# GIVEN INSTRUCTION:
Copy the data below line for line, changing nothing.

# TASK INPUTS:
::::::::::
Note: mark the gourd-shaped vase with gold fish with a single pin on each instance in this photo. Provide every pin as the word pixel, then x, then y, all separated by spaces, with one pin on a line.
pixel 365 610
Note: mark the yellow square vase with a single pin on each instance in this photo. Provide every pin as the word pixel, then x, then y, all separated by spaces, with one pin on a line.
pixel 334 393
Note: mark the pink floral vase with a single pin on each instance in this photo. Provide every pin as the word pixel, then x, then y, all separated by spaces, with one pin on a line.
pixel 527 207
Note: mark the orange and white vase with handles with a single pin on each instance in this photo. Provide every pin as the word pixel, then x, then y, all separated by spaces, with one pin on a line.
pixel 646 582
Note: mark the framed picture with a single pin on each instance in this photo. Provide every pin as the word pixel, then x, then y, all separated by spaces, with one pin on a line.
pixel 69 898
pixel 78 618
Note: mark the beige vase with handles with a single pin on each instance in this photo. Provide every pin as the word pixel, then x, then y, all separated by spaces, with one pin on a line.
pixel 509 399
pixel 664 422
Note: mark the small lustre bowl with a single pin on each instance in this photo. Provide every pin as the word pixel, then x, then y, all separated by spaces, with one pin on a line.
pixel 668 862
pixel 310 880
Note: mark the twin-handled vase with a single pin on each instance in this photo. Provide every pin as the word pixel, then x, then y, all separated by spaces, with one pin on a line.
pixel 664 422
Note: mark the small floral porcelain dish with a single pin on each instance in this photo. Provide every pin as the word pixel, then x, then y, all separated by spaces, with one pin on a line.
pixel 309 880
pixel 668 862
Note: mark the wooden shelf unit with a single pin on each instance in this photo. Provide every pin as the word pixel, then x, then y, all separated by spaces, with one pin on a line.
::::::::::
# ANSWER FOR THE TASK:
Note: mark the gourd-shaped vase with gold fish with a single pin on each instance in this photo. Provide every pin as the word pixel, then x, then y, all separated by spaces, with one pin on a line.
pixel 365 610
Note: mark the yellow square vase with a single pin on each instance in this photo. Provide every pin as the word pixel, then x, then y, all separated by spaces, with one pin on a line.
pixel 334 393
Note: mark the pink floral vase with a single pin on each instance in this photo. Provide every pin as the word pixel, then x, then y, all separated by spaces, with one pin on a line.
pixel 527 207
Note: mark the orange and white vase with handles with a single pin on each instance in this photo. Provide every pin as the word pixel, then x, then y, all separated by spaces, with one pin on a line.
pixel 646 582
Note: mark the framed picture with a single pin on each instance in this photo. Provide every pin as the word pixel, then x, then y, all separated by spaces, with one pin on a line.
pixel 69 898
pixel 78 618
Note: mark the beige vase with handles with a single pin on each instance in this photo. Provide every pin as the word pixel, then x, then y, all separated by spaces, with one pin on a line.
pixel 509 399
pixel 664 422
Note: mark the small lustre bowl with a single pin on each instance in this photo. Provide every pin as the word pixel, then x, then y, all separated by spaces, with one pin on a line.
pixel 668 862
pixel 310 880
Note: mark the twin-handled vase with a single pin on each instance in this photo. Provide every pin as the word pixel, then x, then y, all separated by spaces, with one pin on a line.
pixel 664 422
Note: mark the small floral porcelain dish with a single pin on each instance in this photo. Provide every pin as the word pixel, then x, then y, all separated by spaces, with one pin on a line.
pixel 309 880
pixel 668 862
Note: mark the wooden shelf unit with a single pin on each instance in this photo. Provide every pin as the word pixel, then x, then y, all separated by spaces, with one pin on a line.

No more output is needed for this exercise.